Überwachungspflicht des Unternehmers oder sonstigen Inhabers (UsI) einer Wasserversorgungsanlage
Grundsätzlich ist die Bewertung, ob ein Gutachten zur Risikoabschätzung heute für die jeweilige Trinkwasserinstallation verwertbar und geeignet ist, Sache des beauftragenden Betreibers im Sinne des § 51 Abs. 1 TrinkwV. Im Rahmen der Delegation einer Aufgabe hat dieser auch regelmäßig die Überwachungspflicht, d.h. er muss in der Lage sein zu überprüfen, ob eine Risikoabschätzung den Anforderungen und dem Zweck der aktuellen TrinkwV entspricht. Jedoch kann der Auftraggeber, gewöhnlich ein technischer Laie, das in der Praxis oft nur schwer überprüfen. Mit der Verbänderichtlinie VDI/BTGA/ZVSHK 6023-2 und der DVQST FP-03-2020 haben sowohl Auftraggeber als auch Gesundheitsämter die Möglichkeit zu überprüfen, ob ein korrektes, "gebrauchstaugliches" Gutachten zur Risikoabschätzung erstellt wurde oder nicht.
Nach §§ 67 und 68 TrinkwV muss das Gesundheitsamt prüfen, ob der Betreiber seinen Verpflichtungen aus § 51 nachkommt. Kommt der Betreiber der Trinkwasserinstallation seinen Pflichten selbst nach der Aufforderung durch das Gesundheitsamt nicht fristgemäß und vollständig nach, prüft das Gesundheitsamt, ob und in welchem Zeitraum Maßnahmen zum Gesundheitsschutz erforderlich sind und ordnet diese gegebenenfalls an. Anhand der VDI-Richtlinie und der DVQST Fachpublikation steht auch den Gesundheitsämtern ein klares Regelwerk zur Verfügung, um bei Bedarf zu prüfen, ob mit der vorgelegten Risikoabschätzung die Verantwortung des Betreibers erfüllt wurde oder nicht.
Auswahl des Sachverständigen
Der Ersteller einer Risikoabschätzung geht mit seinem Auftraggeber einen Werkvertrag ein, d.h. er schuldet den Erfolg im Sinne eines Gutachtens, dass alle Gefährdungen und Risiken für die Nutzer, die von der Trinkwasserinstallation ausgehen, ermittelt, erläutert und mögliche Risiken so aufführt werden, dass der Auftraggeber die erforderlichen Maßnahmen ergreifen kann. Hierzu muss der Sachverständige eine entsprechende fachliche Qualifizierung vorweisen können, um Risiken, die von einer Trinkwasserinstallation ausgehen, auch entsprechend interpretieren zu können.

DATEN.
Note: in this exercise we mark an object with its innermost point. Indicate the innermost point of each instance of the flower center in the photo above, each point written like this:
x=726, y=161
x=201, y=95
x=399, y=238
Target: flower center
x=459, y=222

AUFGABEN.
A. Warum sind laut dem Textauszug zur Risikoabschätzung die Richtlinie VDI/BTGA/ZVSHK 6023-2 und die DVQST FP-03-2020 für den Auftraggeber nützlich? Antworten Sie in ein bis drei Sätzen.
B. Führen Sie den Textauszug zur Risikoabschätzung nach seinem letzten Satz fort.
Die Daten stammen aus einer anderen Quelle als der Textauszug.

LÖSUNGEN.
A. Der beauftragende Betreiber hat bei der Delegation die Überwachungspflicht und muss prüfen können, ob eine Risikoabschätzung den Anforderungen und dem Zweck der aktuellen TrinkwV entspricht. Als gewöhnlich technischer Laie kann er das in der Praxis aber oft nur schwer. Mit diesen beiden Regelwerken kann er überprüfen, ob ein korrektes, „gebrauchstaugliches“ Gutachten zur Risikoabschätzung erstellt wurde.

B.
Lediglich vermutet wird diese Qualifikation nach der UBA-Empfehlung, wenn die betreffende Person (nicht das beauftragte Unternehmen!) ein einschlägiges Studium oder eine gleichwertige Berufsausbildung nachweisen kann (Meister oder Techniker SHK) und zusätzlich z.B. ein Zertifikat Kategorie A nach VDI 6023 eine weitere Vertiefung erkennen lässt. Doch der Betreiber bleibt in der Verantwortung: Im Falle von Schadenersatzforderungen vor Gericht kann es wichtig sein, die Unabhängigkeit und ausreichende Qualifikation des hinzugezogenen Sachverstandes belegen zu können, da im Rahmen der Delegation von Aufgaben an Auftragnehmer (z.B. Beauftragung einer Risikoabschätzung) eine Auswahlpflicht besteht.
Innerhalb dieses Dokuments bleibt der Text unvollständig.